---------- EXCERPT PROVIDED ----------

If your Savannah cat becomes lost, act fast and don’t give up looking! How quickly and carefully you search, and how persistent and resourceful you are, can determine whether or not your cat will be found. Don’t give up after only a day or two. It’s recommended that you keep looking for as long as six months or more and not give up hope your cat will be safely back home! Missing cats of all breeds have been found months and years later. Be sure to post a lost ad in the Lost and Found classified section of all local newspapers and on websites such as nextdoor.com; tabbytracker.com, findtoto.com, craigslist.com, petfinder.com, pets911.com, lost-pet.org, and lostpetsos.org. and on local Lost and Found Facebook pages, Twitter, YouTube and other social media sites.

---------- ENTRIES SUPPLIED ----------

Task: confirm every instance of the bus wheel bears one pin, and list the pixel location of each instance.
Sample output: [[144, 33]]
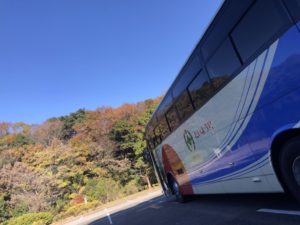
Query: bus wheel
[[176, 191], [289, 163]]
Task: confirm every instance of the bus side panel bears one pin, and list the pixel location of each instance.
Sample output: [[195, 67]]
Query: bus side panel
[[234, 157]]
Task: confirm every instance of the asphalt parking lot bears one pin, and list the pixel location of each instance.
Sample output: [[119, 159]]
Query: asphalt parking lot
[[238, 209]]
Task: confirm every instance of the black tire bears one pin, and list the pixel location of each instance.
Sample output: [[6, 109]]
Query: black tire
[[176, 191], [289, 163]]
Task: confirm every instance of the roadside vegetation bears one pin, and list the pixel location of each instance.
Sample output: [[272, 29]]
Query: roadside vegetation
[[72, 163]]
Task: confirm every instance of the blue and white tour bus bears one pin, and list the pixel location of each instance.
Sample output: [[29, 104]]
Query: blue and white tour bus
[[230, 122]]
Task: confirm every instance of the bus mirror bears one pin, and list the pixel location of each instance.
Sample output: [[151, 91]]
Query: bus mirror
[[146, 155]]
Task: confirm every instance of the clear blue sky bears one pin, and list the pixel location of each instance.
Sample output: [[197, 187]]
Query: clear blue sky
[[61, 55]]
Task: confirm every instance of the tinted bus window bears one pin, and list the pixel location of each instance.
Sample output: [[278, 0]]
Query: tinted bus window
[[186, 77], [184, 106], [157, 136], [200, 89], [263, 22], [294, 8], [172, 118], [164, 128], [223, 63], [220, 29]]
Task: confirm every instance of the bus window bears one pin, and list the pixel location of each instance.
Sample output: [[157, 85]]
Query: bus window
[[184, 106], [200, 89], [265, 20], [222, 64], [294, 8], [172, 118], [164, 128], [189, 72], [157, 136]]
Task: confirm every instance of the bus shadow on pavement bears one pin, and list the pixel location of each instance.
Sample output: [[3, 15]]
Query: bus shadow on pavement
[[161, 206]]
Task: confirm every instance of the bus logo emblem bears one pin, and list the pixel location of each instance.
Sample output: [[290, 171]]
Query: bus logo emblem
[[189, 141]]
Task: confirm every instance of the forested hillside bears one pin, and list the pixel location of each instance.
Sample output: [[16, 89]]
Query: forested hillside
[[71, 163]]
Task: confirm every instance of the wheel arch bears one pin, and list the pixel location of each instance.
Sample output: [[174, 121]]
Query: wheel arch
[[277, 144]]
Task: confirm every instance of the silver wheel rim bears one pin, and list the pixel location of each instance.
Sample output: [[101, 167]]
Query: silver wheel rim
[[176, 188], [296, 170]]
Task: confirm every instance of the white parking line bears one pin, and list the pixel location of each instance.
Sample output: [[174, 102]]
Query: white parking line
[[276, 211], [108, 216]]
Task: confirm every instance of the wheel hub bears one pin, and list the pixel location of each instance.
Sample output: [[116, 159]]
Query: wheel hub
[[296, 170]]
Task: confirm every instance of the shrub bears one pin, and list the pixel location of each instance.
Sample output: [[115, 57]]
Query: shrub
[[44, 218], [77, 209], [103, 190]]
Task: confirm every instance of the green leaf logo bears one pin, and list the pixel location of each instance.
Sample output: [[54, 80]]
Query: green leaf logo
[[189, 140]]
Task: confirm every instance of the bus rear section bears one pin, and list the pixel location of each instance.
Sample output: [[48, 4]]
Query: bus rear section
[[230, 122]]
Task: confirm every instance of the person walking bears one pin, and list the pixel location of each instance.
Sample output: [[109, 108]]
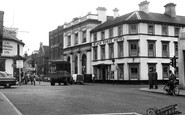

----------

**PARTS OF THE EXERCISE:**
**1.** In the passage on lost Savannah cats, how long is it recommended to keep looking for a missing cat?
**2.** Carry the passage on lost Savannah cats forward from its final sentence.
The rows come from a separate source unrelated to the passage on lost Savannah cats.

**EXPECTED RESPONSES:**
**1.** For as long as six months or more.

**2.**
Share your information about your missing Savannah to every Savannah cat-based FB page, too! Beware of people answering your ad but asking for reward money before they return the cat—this almost always is a scam. You also should read the Found ads or entries in all the local papers or the aforementioned websites and FB pages, just in case a caring person found your cat and is trying to find his or her home, and is unsure of or does not recognize the Savannah breed…”found” Savannah cats are often posted as Bengals, tabbies or other breeds and colors. If you did not actually see your cat slip outside, be sure to thoroughly search your home. Check closets, empty boxes, inside mattresses, cupboards, and under furniture. If you live in an apartment, be sure to check the hallways, stairwells, basement, storage closets, laundry rooms, and any vacant apartments that may have had a door ajar. Check with neighbors as they may have either seen or taken in your cat. Most lost cats who have always lived indoors will not go far from home. Start by looking under nearby porches, in basements and garages, under decks, in bushes, and underneath vehicles and up in trees or roofs they may have climbed. Once outside, your cat will likely be wary or frightened of any human voice and may not recognize you or come immediately when you call. Call to your cat as if you’ve just seen him, using an upbeat voice, the kind of voice that you normally use to greet him. Call your cat’s name often and listen for a reply. As you search for your cat, ask everyone you meet if they’ve seen him. Children are good sources of information as they are usually outdoors more often than adults. Ask people walking dogs, the mail carrier, owners of nearby businesses, and people coming to and from work.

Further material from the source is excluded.